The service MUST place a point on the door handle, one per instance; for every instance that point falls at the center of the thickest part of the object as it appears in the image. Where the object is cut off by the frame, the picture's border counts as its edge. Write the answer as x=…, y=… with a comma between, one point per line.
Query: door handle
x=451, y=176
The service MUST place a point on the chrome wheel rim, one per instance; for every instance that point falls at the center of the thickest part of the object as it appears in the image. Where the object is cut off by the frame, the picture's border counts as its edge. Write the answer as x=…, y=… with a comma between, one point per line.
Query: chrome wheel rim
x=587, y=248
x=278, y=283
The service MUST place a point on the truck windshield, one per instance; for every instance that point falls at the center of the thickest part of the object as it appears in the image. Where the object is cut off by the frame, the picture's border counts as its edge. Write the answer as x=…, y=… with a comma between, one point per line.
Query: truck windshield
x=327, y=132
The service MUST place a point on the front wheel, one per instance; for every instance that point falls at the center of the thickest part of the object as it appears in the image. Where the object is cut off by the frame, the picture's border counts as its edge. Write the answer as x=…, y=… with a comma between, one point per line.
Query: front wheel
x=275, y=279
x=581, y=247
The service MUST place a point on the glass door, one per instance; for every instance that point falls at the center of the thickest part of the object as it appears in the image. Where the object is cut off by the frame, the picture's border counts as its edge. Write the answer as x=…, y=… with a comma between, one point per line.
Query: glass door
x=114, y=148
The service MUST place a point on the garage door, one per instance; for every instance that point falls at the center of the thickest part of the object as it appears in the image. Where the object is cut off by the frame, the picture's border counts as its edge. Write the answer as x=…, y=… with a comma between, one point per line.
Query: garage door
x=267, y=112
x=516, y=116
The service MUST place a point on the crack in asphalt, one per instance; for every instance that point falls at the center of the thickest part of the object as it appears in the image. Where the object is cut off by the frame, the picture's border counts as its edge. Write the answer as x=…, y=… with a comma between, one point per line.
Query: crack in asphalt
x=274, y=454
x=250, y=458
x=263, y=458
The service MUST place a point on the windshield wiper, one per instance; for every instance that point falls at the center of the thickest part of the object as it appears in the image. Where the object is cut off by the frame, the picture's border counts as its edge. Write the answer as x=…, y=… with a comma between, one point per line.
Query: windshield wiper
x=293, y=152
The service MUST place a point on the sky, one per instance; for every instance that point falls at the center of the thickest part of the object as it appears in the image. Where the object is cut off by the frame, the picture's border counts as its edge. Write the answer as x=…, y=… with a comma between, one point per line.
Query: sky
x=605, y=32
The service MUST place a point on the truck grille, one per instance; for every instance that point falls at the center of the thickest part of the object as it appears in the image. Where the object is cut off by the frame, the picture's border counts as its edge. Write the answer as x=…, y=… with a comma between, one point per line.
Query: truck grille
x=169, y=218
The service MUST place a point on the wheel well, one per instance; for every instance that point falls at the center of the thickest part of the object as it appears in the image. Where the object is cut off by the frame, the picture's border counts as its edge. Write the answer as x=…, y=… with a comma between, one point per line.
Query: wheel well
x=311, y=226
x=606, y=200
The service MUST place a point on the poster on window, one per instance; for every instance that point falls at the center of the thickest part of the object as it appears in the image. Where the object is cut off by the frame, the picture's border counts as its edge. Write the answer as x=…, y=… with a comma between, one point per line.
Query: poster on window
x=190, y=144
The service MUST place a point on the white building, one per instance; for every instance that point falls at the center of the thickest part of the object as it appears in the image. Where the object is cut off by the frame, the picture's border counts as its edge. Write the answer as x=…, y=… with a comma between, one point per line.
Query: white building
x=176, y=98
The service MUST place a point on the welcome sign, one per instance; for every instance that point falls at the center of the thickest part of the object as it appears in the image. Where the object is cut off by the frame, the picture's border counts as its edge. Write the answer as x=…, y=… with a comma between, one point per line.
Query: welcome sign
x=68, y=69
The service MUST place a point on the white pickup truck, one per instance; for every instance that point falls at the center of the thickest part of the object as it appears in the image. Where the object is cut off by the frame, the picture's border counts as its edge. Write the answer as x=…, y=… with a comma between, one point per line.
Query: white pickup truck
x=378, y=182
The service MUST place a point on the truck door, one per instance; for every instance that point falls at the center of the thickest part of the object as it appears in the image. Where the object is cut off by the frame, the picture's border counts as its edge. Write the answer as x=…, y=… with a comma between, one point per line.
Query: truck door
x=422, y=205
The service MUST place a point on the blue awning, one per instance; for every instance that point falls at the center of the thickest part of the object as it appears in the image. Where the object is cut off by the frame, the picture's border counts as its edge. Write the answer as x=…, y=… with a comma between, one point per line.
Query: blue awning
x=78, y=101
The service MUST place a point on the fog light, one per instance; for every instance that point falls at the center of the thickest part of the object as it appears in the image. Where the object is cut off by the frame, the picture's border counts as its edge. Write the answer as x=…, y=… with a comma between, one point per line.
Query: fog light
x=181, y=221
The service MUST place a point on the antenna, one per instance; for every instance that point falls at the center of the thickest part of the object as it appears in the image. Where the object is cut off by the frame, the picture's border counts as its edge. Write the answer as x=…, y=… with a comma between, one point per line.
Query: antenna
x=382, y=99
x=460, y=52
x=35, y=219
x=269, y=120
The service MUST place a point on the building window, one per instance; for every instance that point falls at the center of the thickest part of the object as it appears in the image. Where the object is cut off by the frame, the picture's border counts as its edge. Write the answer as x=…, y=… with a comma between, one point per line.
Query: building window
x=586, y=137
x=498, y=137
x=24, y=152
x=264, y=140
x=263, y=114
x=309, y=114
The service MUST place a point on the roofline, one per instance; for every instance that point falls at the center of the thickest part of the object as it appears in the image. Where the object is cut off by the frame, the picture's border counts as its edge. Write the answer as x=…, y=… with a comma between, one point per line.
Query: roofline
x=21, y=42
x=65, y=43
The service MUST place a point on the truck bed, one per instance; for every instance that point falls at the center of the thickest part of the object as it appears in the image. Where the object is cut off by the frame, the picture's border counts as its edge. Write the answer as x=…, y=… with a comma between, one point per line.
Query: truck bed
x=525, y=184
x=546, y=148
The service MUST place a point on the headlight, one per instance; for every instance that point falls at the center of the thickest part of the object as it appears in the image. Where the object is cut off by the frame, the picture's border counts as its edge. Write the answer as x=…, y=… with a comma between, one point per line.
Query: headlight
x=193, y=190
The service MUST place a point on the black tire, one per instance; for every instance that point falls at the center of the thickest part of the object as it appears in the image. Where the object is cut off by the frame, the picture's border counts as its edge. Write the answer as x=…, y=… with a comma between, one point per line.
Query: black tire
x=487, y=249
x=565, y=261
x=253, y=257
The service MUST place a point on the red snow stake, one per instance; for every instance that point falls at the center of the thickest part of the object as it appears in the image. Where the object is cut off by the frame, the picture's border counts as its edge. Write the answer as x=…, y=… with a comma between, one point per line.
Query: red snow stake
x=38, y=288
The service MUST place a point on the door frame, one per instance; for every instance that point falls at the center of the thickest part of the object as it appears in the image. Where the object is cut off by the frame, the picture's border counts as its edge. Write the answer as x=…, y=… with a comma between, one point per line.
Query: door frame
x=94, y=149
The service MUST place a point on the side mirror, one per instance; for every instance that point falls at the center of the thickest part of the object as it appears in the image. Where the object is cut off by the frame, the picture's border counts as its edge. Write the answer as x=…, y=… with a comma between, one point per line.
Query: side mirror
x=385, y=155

□ □ □

[Exercise goal]:
Repeat every record, exactly as written.

[Solution below]:
The service MUST place a point on the door handle, one per instance; for every instance that point falls at the center of the thickest part of the object as it appears in the image. Where the object is cut off by the frame, the picture's border counts as its edge. Write the answer as x=…, y=… with a comma between, one point per line.
Query: door handle
x=451, y=176
The service MUST place a point on the chrome wheel rim, one per instance; for every instance that point falls at the center of the thickest part of the object as it appears in the image. Where the object is cut off by the frame, the picture's border counts as its edge. Write the answer as x=…, y=… with a comma between, one point per line.
Query: chrome wheel rim
x=587, y=248
x=278, y=283
The service MUST place a point on the truck windshield, one per instance; for every instance that point falls at the center of the thickest part of the object as it appears in the image. Where the object is cut off by the frame, the picture's border counts as its edge. Write the answer as x=…, y=… with a comma between, one point per line.
Query: truck windshield
x=327, y=132
The service MUST place a point on the front wheel, one per instance; for every instance that point falls at the center of the thickest part of the object as it appears in the image. Where the object is cut off by the frame, the picture's border counts as its edge. Write the answer as x=…, y=… with a comma between, one point per line.
Query: front wheel
x=275, y=279
x=581, y=247
The service MUST place a point on the glass door, one per instance; for every instance that point falls at the center of the thickest part of the object as it appears in the image. Where the object is cut off by the frame, the picture's border counts as its edge. Write the answer as x=…, y=… with a comma between, one point per line.
Query: glass door
x=114, y=148
The service MUST place a point on the garage door, one per instance; for every instance that point falls at the center of the thickest part of the object as it appears in the image. Where the object is cut off by the frame, the picture's border counts as its edge. Write the answer as x=…, y=… with a comma between, one point per line.
Query: garage door
x=267, y=112
x=516, y=116
The service MUST place a point on the crack in asphalt, one per instance; for every instance that point falls at the center of the thickest part of the object as it appears in the image. Where the object is cut off by the frame, the picture's border counts as its edge. Write the answer as x=…, y=… with a comma between, one point per line.
Query: crack in asphalt
x=274, y=454
x=250, y=458
x=263, y=458
The service MUST place a point on the windshield wiper, one per instance; for every instance that point falls at the center of the thickest part of the object as it appears in the image. Where the object is cut off by the frame, the picture's border counts as its edge. Write the answer as x=…, y=… with a comma between, one point per line.
Query: windshield wiper
x=293, y=152
The service MUST place a point on the sky, one per instance; for every instance that point falls at the center of the thickest part of the object as it appears in the image. Where the object is cut off by the frame, the picture's border counts as its edge. Write the answer as x=…, y=… with a comma between, one point per line.
Query: sky
x=605, y=32
The service MUST place a point on the truck grille, one per instance; for every instance that point falls at the center of the thickest part of the object as it appears in the image. Where the object is cut off by the frame, the picture's border counts as its edge. Write the answer as x=…, y=… with a comma between, one point per line.
Query: truck grille
x=169, y=218
The service MUST place a point on the wheel well, one per instance; for every instance that point falls at the center of the thickest part of the object as it appears in the image. Where the object is cut off by the frame, the picture's border counts as its edge. Write the answer as x=…, y=… with a comma between, one point per line.
Query: wheel well
x=311, y=226
x=606, y=200
The service MUST place a point on the poster on window, one per instance; for every instance that point falls at the center of the thickest part of the object as it appears in the image. Where the object is cut off by the frame, the picture's border counts as its edge. Write the answer as x=…, y=… with a comma between, one point per line.
Query: poster on window
x=190, y=144
The service MUST place a point on the white building, one per instance; for every instance that point falls at the center of the thickest part of the object as it appears in the image. Where the object is cut off by the frame, the picture's border counts as its edge. Write the answer as x=…, y=… with a comma between, one point per line.
Query: white building
x=176, y=98
The service MUST place a point on the welcome sign, one per instance; for every instance that point falls at the center of the thickest part of the object as it appears in the image. Where the object is cut off by the frame, the picture's border counts as its edge. Write the answer as x=…, y=… with a comma between, one point per line.
Query: welcome sign
x=68, y=69
The service MUST place a point on the white pickup truck, one per instance; for every instance that point falls at the center of the thickest part of the object as it appears in the image. Where the object is cut off by the frame, the picture's border counts as its edge. Write the answer as x=…, y=… with a comma between, one point per line.
Query: white pickup truck
x=378, y=182
The service MUST place a point on the truck door, one per instance; for every instance that point falls at the center of the thickest part of the object as it appears in the image. Where the object is cut off by the frame, the picture's border counts as its edge. Write the answer as x=…, y=… with a comma between, one point per line.
Query: truck door
x=422, y=205
The service MUST place a point on the blue awning, one per instance; for every instance that point falls at the center of the thickest part of the object as it appears in the image. Where the object is cut off by the frame, the picture's border counts as its edge. Write the answer as x=…, y=… with a comma between, one point per line.
Query: blue awning
x=78, y=101
The service MUST place a point on the fog light, one per instance; for every instance that point falls at the center of the thickest part of the object as it appears in the image. Where the object is cut off by the frame, the picture's border counts as its edge. Write the answer as x=…, y=… with a comma between, one point per line.
Query: fog light
x=181, y=221
The service MUST place a point on the antenna, one per instance; for every instance that point falls at the center of the thickest part of the object as it appears in the image. Where the object is cut off by the frame, the picture's border counts as its edge. Write the answer as x=…, y=… with a comma between, one point per line.
Query: antenna
x=382, y=99
x=460, y=52
x=35, y=219
x=269, y=120
The service MUST place a point on the building window, one per instance; for every instance that point falls at the center of the thickest part of the object as it appears in the image. Where the object is cut off by the frame, the picture's border counts as its edge. Write the answer as x=…, y=… with a comma between, one point per line.
Query: building window
x=586, y=137
x=498, y=137
x=24, y=152
x=264, y=140
x=263, y=114
x=309, y=114
The service MUST place a point on the roofline, one per instance; for every instance that point falls at the center of the thickest part of the object as it appears in the image. Where the object is cut off by the frame, the picture's border counts as its edge. Write the answer as x=…, y=… with a comma between, one point per line.
Query: roofline
x=21, y=42
x=65, y=43
The service MUST place a point on the truck bed, one per instance; for every instance that point falls at the center of the thickest part of the object as it appears in the image. Where the object is cut off by the frame, the picture's border counts as its edge. Write the answer as x=…, y=… with a comma between, one point per line.
Query: truck bed
x=525, y=184
x=546, y=148
The service MUST place a point on the headlight, one per instance; for every instance that point falls at the center of the thickest part of the object as it appears in the image. Where the object is cut off by the frame, the picture's border counts as its edge. Write the answer as x=…, y=… with a comma between, one point per line.
Query: headlight
x=193, y=190
The service MUST place a point on the black tire, one per instance; for every instance that point falls at the center of the thickest part of the object as it appears in the image. Where the object is cut off by the frame, the picture's border counts as its edge. Write the answer as x=…, y=… with a comma between, one point per line.
Query: black tire
x=487, y=249
x=565, y=261
x=253, y=257
The service MUST place a point on the red snow stake, one per instance; for every instance that point falls at the center of the thickest part of the object as it appears in the image. Where the object is cut off by the frame, the picture's border counts as its edge. Write the answer as x=…, y=… with a comma between, one point per line.
Query: red snow stake
x=38, y=288
The service MUST place a point on the door frame, one per instance; for every instance that point falls at the center of the thickest part of the object as it appears in the image. Where the object is cut off by the frame, the picture's border counts as its edge. Write the answer as x=…, y=… with a comma between, one point per line.
Query: door frame
x=94, y=149
The service MUST place a point on the side mirror, one per instance; for every instance that point falls at the center of the thickest part of the object as it appears in the image. Where the object is cut off by the frame, the picture's border counts as its edge. Write the answer as x=…, y=… with a comma between, one point per line.
Query: side mirror
x=385, y=155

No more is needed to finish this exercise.